DATASET EXTRACT:
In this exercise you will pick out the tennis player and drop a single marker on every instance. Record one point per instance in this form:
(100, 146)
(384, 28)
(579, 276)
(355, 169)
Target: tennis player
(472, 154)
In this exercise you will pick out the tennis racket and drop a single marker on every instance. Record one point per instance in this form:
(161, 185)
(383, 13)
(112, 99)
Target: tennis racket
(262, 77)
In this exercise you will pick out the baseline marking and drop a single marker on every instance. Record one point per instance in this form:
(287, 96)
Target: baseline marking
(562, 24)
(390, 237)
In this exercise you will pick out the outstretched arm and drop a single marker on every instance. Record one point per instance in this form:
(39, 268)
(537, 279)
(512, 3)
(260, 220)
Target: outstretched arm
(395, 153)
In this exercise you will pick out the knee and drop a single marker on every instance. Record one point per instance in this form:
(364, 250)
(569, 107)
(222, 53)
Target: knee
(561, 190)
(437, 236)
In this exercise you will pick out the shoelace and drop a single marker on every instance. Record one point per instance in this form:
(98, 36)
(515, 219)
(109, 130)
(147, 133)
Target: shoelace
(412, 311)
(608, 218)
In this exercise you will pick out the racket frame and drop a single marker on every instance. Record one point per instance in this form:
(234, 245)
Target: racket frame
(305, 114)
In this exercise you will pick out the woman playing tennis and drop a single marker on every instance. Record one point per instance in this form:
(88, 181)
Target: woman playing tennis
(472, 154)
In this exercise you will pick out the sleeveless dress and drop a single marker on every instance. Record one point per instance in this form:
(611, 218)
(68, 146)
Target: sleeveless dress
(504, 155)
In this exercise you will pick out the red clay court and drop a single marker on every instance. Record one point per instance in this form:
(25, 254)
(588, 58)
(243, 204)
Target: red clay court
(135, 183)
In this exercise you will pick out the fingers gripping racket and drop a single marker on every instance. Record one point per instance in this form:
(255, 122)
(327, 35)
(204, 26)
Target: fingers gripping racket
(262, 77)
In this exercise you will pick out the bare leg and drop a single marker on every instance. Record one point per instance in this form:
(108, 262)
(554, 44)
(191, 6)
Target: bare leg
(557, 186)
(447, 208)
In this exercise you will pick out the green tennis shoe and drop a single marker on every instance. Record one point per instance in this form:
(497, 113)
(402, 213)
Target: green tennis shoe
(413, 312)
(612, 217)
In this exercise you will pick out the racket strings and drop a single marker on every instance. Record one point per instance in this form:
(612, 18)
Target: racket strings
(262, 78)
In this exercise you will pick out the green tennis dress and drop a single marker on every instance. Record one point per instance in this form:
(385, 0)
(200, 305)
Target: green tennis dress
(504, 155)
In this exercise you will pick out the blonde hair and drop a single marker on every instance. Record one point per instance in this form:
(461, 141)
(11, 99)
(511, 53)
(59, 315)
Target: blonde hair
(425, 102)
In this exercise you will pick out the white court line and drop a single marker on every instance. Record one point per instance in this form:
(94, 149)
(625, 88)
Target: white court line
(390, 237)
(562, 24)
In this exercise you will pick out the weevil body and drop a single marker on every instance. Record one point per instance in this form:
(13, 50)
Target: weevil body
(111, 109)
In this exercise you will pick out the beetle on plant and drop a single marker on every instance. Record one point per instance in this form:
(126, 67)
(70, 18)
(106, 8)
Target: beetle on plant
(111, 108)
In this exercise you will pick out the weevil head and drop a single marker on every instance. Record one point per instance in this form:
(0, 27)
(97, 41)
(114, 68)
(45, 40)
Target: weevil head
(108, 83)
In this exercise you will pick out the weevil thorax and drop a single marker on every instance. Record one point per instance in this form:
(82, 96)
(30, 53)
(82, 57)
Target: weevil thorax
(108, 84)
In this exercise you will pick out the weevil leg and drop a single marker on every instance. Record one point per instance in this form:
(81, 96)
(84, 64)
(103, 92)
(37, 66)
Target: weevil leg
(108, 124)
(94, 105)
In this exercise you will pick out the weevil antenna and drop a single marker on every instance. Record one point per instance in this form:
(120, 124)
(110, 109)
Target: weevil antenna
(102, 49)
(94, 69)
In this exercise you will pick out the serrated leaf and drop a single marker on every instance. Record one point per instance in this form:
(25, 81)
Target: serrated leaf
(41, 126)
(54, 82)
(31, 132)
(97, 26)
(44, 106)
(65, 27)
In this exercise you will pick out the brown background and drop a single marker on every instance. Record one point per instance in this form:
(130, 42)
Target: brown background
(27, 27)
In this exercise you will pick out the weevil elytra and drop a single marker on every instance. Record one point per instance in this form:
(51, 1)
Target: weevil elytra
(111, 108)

* * *

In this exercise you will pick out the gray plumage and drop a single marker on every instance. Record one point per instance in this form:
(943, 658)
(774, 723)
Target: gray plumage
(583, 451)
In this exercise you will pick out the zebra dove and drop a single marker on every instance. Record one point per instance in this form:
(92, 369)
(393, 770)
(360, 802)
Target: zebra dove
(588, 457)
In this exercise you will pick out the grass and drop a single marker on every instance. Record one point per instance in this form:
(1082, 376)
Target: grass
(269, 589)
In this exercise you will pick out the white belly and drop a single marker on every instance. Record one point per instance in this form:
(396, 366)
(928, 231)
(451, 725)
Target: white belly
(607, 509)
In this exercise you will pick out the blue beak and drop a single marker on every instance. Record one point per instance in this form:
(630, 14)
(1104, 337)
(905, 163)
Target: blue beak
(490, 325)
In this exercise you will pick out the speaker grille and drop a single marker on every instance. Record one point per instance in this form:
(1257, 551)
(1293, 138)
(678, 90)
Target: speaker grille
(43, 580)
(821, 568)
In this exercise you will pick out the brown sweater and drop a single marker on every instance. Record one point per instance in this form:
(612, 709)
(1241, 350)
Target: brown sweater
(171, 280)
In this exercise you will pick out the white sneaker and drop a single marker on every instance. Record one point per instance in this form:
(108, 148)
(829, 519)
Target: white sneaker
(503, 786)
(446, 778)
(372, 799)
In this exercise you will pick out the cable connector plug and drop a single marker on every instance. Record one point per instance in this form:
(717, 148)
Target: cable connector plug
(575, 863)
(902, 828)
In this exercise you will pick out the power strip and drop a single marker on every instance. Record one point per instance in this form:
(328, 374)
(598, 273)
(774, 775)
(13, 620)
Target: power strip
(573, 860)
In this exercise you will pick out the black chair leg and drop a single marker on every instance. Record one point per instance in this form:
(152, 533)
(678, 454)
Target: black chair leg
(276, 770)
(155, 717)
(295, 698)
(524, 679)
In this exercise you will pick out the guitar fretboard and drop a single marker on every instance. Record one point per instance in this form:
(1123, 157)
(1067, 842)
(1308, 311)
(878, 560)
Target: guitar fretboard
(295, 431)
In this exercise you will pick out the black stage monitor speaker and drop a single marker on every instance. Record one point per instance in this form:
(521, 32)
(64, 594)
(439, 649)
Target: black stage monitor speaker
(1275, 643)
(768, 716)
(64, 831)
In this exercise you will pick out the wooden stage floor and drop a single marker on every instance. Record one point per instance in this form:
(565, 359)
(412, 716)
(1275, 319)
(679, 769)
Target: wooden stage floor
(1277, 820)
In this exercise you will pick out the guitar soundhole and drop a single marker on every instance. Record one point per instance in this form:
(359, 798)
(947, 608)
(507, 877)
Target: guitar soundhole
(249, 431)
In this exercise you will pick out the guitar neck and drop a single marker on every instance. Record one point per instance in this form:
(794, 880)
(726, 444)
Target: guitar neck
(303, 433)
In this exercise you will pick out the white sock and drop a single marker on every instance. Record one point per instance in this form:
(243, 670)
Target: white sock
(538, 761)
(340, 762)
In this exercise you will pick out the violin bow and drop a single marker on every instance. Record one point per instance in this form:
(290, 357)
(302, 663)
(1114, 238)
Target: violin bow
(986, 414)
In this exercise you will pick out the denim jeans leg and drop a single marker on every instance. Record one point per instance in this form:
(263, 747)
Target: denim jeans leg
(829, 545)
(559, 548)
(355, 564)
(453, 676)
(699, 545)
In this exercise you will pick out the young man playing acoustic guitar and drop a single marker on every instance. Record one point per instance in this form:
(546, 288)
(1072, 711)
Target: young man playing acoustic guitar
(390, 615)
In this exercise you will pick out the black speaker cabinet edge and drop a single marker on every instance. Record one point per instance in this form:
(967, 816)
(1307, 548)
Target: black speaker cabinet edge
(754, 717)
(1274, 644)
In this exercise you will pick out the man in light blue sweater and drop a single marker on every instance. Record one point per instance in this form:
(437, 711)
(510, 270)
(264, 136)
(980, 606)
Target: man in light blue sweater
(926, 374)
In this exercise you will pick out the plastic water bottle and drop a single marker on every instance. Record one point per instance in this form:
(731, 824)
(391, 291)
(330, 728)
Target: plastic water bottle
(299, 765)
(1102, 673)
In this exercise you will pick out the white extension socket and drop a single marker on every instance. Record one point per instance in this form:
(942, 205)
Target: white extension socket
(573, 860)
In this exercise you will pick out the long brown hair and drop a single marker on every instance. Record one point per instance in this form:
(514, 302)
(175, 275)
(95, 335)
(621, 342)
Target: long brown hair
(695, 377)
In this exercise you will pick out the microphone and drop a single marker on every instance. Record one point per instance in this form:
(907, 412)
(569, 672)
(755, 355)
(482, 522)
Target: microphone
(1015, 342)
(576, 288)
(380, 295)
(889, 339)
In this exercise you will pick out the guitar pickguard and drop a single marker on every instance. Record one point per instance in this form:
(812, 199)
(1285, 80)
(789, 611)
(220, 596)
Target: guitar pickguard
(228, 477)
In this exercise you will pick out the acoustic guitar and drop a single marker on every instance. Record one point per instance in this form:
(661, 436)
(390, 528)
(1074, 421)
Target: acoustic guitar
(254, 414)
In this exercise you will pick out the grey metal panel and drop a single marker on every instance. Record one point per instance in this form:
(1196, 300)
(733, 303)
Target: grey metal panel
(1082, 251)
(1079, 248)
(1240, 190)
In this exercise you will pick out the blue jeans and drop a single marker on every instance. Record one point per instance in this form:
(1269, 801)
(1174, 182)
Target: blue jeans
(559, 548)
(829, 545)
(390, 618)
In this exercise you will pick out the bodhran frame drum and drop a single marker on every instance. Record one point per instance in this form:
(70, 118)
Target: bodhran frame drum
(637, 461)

==

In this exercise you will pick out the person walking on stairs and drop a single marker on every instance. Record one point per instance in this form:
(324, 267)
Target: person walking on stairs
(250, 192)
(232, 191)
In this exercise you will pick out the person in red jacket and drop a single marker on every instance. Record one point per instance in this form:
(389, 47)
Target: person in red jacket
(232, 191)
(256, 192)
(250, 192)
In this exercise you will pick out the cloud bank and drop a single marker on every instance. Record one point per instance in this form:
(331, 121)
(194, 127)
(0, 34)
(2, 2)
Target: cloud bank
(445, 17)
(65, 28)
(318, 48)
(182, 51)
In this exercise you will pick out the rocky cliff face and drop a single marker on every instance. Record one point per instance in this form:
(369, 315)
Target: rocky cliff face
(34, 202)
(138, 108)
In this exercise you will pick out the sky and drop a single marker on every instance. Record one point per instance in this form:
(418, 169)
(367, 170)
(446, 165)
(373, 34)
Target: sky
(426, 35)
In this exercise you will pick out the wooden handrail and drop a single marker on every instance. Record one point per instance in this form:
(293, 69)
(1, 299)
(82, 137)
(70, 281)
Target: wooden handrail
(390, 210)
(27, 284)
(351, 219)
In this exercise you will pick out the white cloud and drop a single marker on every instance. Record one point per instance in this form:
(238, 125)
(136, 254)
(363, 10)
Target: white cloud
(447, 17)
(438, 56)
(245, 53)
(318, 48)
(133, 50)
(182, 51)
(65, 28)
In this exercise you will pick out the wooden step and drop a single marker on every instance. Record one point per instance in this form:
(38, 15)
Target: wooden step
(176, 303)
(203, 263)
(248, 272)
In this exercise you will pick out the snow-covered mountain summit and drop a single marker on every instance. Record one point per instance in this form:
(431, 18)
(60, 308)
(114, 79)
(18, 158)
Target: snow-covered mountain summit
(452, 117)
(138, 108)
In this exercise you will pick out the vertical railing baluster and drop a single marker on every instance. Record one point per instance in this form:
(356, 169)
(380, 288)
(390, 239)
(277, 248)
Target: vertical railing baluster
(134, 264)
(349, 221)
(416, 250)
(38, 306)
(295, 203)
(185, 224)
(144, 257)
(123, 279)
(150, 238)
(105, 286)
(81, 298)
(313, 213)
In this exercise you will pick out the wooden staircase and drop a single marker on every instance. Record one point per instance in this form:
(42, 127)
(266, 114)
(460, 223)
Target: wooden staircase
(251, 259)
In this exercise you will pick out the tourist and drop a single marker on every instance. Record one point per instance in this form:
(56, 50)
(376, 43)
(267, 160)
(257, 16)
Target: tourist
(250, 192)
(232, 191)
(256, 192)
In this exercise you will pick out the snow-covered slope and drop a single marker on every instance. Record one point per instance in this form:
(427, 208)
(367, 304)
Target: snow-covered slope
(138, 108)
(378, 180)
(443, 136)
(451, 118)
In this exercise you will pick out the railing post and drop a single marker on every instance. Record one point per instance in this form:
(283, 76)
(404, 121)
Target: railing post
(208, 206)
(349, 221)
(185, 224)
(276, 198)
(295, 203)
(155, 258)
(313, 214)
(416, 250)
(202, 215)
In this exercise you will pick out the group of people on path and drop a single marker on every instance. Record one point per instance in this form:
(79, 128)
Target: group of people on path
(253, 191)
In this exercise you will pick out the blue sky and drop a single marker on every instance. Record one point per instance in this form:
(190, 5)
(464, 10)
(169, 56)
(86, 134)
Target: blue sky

TASK PROMPT:
Show each of the lines above that contains the word "floor".

OUTPUT FOR THIS EXERCISE:
In this exercise you will pick out the wooden stage floor and drop a single marker on every instance. Record one point per instance in this form:
Target: wooden stage floor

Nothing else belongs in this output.